▶ **Task directions**:
Please pull out every line in the records below that contains the word "wooden", and copy each of those lines in full.

++++ Records shown ++++

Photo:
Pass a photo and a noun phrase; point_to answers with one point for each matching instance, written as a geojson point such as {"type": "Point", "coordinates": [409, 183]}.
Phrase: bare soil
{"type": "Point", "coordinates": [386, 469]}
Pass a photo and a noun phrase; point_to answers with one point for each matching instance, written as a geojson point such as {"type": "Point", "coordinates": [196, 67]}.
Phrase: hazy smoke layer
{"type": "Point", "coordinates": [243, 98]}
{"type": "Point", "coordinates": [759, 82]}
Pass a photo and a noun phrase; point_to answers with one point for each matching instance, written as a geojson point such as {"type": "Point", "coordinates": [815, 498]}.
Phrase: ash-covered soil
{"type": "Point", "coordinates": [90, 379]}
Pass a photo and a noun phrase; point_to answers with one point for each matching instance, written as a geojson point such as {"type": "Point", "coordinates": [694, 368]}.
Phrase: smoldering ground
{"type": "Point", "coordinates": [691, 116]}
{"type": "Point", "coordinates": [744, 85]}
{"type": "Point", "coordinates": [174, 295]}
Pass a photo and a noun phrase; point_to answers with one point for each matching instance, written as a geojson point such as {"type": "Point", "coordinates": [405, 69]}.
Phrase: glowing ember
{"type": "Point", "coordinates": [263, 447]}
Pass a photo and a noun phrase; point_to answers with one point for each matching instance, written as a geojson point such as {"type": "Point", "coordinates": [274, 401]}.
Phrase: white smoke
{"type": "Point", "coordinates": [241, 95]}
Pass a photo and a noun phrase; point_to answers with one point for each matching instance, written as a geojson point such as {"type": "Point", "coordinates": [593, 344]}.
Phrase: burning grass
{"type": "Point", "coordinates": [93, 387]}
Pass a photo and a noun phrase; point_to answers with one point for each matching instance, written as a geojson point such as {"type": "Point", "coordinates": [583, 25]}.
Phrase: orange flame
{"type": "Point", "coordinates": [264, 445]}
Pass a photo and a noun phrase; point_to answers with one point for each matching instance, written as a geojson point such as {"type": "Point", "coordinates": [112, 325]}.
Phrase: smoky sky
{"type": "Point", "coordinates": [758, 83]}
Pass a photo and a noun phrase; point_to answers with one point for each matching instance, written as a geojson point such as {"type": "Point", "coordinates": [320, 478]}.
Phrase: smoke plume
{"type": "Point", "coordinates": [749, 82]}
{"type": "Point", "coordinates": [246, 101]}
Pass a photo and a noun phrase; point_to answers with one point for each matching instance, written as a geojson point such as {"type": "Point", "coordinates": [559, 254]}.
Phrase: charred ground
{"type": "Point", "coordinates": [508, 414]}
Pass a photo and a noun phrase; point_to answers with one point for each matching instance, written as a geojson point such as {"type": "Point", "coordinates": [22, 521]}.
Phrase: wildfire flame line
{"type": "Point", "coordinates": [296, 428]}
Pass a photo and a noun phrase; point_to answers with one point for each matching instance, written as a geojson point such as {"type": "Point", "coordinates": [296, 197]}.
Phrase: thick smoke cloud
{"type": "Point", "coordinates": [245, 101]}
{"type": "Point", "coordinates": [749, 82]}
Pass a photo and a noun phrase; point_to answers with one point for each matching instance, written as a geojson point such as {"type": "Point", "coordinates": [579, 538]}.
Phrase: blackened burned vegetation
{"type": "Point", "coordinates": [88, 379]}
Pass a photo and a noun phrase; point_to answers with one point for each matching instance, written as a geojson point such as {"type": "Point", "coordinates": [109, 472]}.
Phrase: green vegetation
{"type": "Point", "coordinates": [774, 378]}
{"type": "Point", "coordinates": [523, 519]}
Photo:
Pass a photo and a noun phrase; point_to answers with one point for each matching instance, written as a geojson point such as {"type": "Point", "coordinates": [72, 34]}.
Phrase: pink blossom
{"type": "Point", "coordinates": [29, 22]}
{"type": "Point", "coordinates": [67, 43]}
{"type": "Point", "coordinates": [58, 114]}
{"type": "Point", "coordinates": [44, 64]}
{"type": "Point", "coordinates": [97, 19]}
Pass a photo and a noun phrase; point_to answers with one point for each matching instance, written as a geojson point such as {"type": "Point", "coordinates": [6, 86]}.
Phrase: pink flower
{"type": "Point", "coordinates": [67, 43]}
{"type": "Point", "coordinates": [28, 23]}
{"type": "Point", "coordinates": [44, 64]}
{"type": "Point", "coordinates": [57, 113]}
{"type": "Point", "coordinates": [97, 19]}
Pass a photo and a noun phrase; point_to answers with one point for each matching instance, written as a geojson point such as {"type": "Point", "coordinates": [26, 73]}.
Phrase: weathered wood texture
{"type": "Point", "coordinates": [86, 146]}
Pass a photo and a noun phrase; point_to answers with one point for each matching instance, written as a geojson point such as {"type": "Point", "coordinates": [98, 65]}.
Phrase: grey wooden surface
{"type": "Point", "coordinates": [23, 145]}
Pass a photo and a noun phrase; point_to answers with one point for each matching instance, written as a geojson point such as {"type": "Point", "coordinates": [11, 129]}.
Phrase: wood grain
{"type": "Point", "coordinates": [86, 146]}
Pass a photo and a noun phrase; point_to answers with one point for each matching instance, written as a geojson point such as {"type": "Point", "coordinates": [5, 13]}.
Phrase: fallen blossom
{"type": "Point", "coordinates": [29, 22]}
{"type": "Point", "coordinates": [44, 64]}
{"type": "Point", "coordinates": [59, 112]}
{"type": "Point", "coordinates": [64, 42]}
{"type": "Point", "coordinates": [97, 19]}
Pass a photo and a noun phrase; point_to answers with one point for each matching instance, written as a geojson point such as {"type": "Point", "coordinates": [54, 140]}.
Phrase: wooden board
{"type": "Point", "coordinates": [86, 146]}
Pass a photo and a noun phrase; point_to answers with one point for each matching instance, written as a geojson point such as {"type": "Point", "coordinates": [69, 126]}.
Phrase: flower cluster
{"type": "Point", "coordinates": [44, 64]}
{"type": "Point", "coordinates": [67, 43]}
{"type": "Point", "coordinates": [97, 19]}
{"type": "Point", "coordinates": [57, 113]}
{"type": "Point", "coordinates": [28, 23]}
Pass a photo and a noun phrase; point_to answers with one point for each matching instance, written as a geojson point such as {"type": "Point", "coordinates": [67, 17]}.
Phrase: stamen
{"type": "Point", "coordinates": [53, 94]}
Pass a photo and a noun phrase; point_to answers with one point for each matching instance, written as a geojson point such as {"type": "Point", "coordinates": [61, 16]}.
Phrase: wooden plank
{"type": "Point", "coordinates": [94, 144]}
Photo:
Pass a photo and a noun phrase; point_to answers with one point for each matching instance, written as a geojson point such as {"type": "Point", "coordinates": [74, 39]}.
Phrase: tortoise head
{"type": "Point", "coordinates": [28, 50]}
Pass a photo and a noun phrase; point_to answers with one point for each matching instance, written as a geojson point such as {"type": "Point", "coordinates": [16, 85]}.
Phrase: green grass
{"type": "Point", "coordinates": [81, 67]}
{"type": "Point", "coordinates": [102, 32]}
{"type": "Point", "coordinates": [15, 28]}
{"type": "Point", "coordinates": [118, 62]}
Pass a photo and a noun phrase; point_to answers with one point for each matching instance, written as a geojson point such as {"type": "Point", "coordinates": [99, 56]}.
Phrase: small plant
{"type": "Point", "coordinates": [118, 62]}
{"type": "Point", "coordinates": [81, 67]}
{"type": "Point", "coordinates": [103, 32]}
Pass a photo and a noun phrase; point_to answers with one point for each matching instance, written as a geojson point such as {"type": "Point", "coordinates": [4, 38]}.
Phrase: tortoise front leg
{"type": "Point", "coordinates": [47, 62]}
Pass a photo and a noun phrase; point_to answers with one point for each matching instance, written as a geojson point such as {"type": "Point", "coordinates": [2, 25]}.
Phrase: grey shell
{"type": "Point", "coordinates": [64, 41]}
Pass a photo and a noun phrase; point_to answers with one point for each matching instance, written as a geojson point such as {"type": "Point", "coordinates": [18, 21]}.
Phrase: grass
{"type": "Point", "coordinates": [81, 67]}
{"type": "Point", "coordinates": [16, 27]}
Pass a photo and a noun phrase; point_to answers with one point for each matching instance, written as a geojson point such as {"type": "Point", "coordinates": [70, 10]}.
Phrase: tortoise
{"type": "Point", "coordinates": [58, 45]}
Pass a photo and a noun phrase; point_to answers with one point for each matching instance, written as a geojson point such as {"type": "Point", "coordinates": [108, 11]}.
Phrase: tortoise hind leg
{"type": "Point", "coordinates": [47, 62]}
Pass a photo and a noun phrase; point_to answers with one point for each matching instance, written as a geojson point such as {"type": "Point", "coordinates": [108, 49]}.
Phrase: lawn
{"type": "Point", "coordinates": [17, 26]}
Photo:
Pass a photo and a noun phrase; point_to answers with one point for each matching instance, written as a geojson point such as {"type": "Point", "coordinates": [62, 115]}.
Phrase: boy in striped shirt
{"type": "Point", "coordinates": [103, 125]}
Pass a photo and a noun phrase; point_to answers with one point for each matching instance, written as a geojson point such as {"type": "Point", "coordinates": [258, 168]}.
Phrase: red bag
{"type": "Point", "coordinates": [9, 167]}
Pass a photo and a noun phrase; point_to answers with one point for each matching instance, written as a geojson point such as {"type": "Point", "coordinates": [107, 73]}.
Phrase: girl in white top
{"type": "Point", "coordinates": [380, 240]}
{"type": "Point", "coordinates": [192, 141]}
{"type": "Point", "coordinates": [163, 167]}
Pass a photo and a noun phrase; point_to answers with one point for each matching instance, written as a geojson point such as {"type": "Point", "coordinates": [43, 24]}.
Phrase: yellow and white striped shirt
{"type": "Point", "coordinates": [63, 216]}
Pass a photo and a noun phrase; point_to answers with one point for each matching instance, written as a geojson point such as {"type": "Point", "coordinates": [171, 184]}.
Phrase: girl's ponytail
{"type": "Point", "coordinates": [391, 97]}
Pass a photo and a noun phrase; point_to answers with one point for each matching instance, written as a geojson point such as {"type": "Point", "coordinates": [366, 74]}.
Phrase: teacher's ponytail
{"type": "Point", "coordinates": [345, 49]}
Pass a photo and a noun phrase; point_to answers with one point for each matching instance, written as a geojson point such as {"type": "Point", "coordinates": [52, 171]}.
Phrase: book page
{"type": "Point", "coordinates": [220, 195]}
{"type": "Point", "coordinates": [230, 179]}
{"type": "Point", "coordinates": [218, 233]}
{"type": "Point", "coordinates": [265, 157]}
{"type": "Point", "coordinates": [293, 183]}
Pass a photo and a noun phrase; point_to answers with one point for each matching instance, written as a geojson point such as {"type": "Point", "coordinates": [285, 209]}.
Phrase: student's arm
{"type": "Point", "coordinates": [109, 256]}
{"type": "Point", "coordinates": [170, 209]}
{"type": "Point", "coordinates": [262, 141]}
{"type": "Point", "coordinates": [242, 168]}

++++

▶ **Task answer**:
Phrase: grey wooden surface
Phrase: wooden board
Phrase: wooden plank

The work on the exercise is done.